◆ **What to do**
Copy out the part of the data that opens with the line containing "Where can you see the pebble" and closes at the end of the data, requests included. In your copy, scale every point coordinate in the answers by 0.55 and round each to a whole number, with halves rounded up.
--- Start ---
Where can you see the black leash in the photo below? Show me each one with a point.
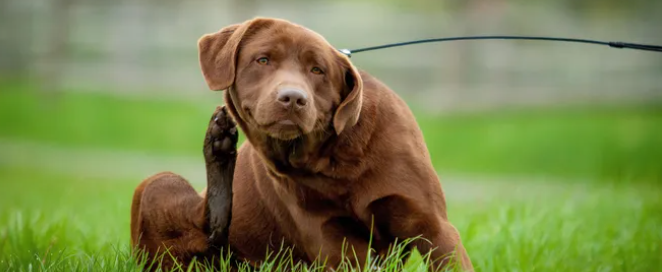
(645, 47)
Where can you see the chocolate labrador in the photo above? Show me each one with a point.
(334, 161)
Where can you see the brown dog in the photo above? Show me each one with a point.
(330, 153)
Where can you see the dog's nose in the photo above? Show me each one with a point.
(292, 97)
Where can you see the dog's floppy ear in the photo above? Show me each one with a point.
(218, 52)
(347, 114)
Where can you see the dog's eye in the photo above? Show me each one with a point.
(263, 61)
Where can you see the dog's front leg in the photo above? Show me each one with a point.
(220, 151)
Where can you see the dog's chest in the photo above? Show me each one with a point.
(316, 195)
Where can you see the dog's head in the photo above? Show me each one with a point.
(284, 81)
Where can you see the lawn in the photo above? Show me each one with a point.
(595, 204)
(68, 223)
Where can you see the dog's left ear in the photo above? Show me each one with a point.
(347, 114)
(218, 52)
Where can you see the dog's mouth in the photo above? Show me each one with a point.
(285, 129)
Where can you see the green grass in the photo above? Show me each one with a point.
(68, 223)
(617, 143)
(610, 220)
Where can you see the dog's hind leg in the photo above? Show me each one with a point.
(167, 213)
(220, 150)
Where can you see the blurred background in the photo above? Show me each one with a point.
(124, 77)
(550, 154)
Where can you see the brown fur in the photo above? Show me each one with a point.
(354, 156)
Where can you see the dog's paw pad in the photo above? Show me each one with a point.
(223, 134)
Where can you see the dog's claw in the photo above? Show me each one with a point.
(222, 135)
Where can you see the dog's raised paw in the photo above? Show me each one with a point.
(222, 135)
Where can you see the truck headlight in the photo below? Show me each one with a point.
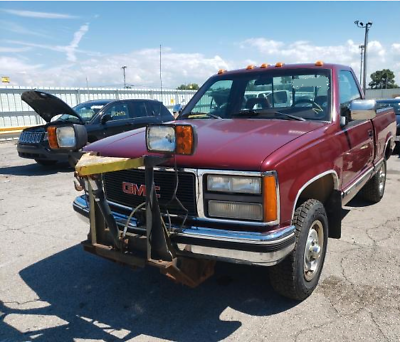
(172, 139)
(244, 185)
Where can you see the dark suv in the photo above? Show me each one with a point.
(101, 118)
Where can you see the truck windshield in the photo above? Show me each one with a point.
(302, 93)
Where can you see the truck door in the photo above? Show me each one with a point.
(356, 136)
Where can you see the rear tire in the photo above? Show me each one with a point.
(297, 275)
(375, 188)
(46, 162)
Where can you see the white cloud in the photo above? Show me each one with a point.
(177, 68)
(39, 15)
(13, 27)
(13, 50)
(142, 70)
(72, 47)
(271, 51)
(70, 50)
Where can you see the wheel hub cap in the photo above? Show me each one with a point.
(313, 250)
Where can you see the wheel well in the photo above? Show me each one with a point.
(388, 151)
(91, 138)
(320, 190)
(323, 190)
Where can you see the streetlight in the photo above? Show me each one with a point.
(366, 27)
(123, 70)
(361, 47)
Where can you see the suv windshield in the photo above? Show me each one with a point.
(280, 94)
(86, 111)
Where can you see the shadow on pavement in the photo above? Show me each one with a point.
(102, 300)
(35, 169)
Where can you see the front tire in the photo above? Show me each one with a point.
(297, 275)
(375, 188)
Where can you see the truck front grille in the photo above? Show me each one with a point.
(134, 180)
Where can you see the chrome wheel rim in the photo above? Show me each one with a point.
(313, 250)
(382, 179)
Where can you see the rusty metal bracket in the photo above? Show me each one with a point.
(189, 272)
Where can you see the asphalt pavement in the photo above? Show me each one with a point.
(51, 290)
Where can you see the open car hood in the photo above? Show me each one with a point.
(47, 105)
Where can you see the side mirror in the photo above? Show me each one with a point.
(67, 138)
(362, 109)
(105, 118)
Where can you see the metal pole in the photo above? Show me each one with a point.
(365, 59)
(123, 70)
(361, 61)
(366, 27)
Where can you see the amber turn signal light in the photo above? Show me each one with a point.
(270, 199)
(52, 137)
(185, 140)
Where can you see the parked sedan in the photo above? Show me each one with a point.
(101, 118)
(395, 104)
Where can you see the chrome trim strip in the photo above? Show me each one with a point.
(352, 190)
(242, 257)
(335, 185)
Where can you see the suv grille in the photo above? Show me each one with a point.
(31, 137)
(163, 179)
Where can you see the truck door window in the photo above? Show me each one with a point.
(215, 99)
(118, 112)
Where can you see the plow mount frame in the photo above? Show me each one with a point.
(105, 239)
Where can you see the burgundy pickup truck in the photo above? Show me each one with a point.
(255, 170)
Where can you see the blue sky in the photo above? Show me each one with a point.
(65, 43)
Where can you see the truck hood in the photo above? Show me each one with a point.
(239, 144)
(47, 105)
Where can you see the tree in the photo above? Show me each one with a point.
(382, 79)
(190, 86)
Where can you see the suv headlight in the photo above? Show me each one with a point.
(243, 185)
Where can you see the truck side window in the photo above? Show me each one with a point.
(348, 90)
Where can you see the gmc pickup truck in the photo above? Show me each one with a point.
(255, 170)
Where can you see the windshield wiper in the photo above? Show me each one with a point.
(194, 115)
(256, 112)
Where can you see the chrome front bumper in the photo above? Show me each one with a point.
(255, 248)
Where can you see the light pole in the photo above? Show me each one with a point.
(366, 27)
(123, 70)
(361, 60)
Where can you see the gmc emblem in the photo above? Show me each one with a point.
(134, 189)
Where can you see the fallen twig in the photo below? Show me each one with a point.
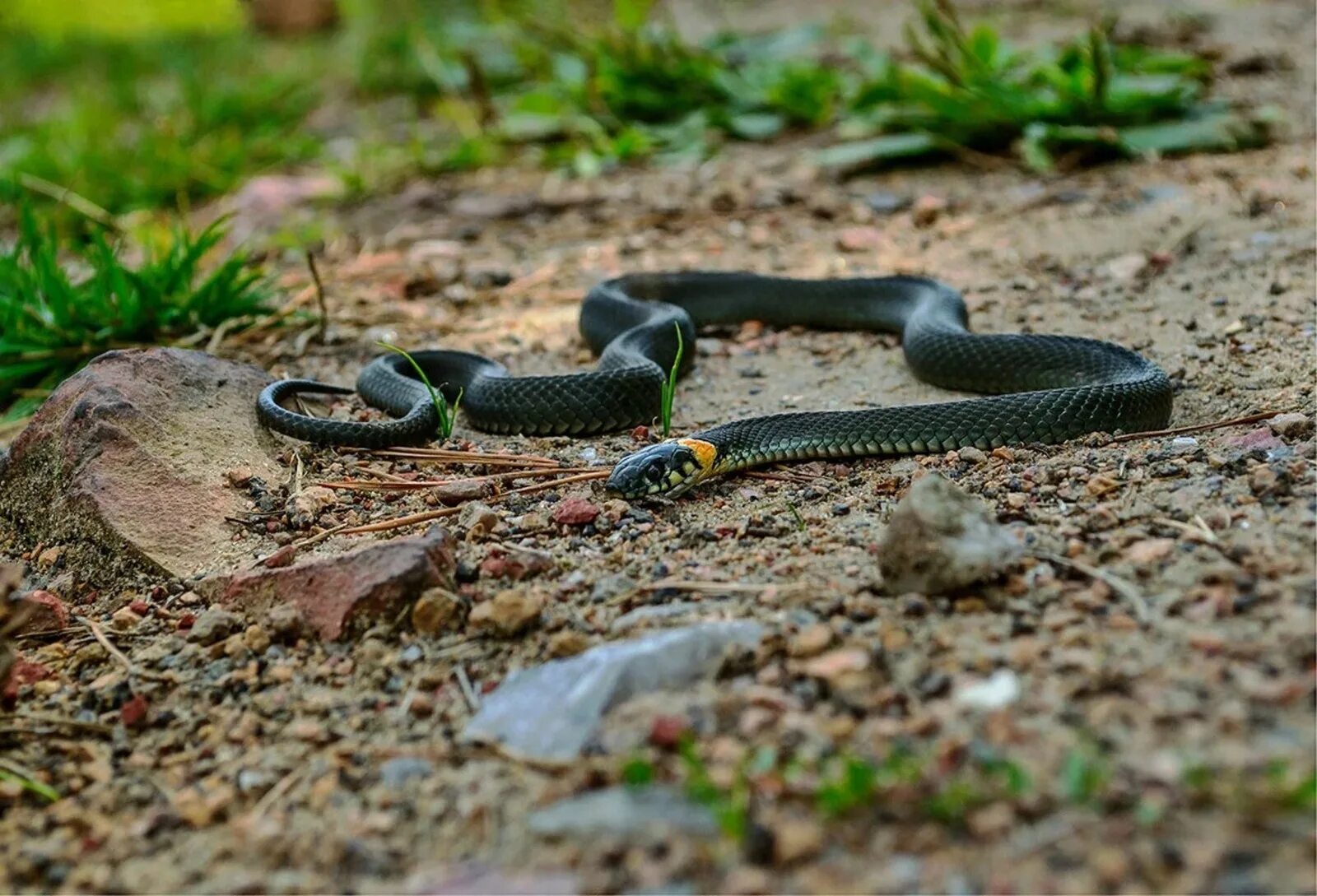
(412, 485)
(1200, 428)
(449, 456)
(426, 516)
(1119, 586)
(119, 654)
(473, 700)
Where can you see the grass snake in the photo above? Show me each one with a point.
(1044, 388)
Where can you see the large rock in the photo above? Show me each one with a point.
(551, 712)
(125, 463)
(941, 538)
(344, 594)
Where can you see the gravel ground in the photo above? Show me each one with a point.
(1161, 708)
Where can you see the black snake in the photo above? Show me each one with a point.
(1044, 388)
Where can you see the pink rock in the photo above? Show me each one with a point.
(45, 612)
(127, 463)
(1261, 439)
(575, 512)
(342, 594)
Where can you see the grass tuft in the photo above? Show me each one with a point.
(63, 304)
(669, 387)
(447, 415)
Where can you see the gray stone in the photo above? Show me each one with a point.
(551, 712)
(941, 538)
(402, 770)
(623, 812)
(127, 465)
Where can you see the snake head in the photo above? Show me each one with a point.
(664, 469)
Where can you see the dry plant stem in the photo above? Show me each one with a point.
(1119, 586)
(119, 654)
(323, 324)
(408, 485)
(448, 456)
(414, 518)
(718, 587)
(1200, 428)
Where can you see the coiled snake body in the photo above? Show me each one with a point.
(1044, 388)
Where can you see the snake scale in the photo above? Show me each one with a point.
(1042, 388)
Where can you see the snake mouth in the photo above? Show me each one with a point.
(667, 469)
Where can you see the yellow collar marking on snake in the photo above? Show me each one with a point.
(706, 453)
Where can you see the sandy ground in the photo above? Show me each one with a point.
(263, 771)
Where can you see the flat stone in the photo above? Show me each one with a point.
(344, 594)
(623, 812)
(941, 538)
(551, 712)
(127, 463)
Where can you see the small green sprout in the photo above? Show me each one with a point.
(669, 388)
(447, 415)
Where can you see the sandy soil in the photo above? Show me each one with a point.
(263, 770)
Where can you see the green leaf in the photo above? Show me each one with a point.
(756, 125)
(862, 154)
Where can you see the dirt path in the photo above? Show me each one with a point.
(1165, 751)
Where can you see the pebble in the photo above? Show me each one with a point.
(439, 610)
(970, 454)
(507, 613)
(575, 512)
(859, 239)
(401, 771)
(887, 203)
(810, 641)
(214, 625)
(477, 520)
(928, 210)
(941, 538)
(796, 840)
(568, 643)
(125, 619)
(1291, 425)
(256, 638)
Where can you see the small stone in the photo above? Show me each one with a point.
--- End ---
◆ **Result below**
Where can you see the pebble in the photo above? Show me each one with a point.
(241, 336)
(534, 250)
(279, 337)
(316, 282)
(472, 131)
(221, 424)
(488, 112)
(446, 353)
(118, 344)
(262, 286)
(510, 116)
(518, 296)
(438, 462)
(312, 354)
(69, 340)
(710, 234)
(141, 351)
Where can you see the small stone in the photo above? Show me each one with a point.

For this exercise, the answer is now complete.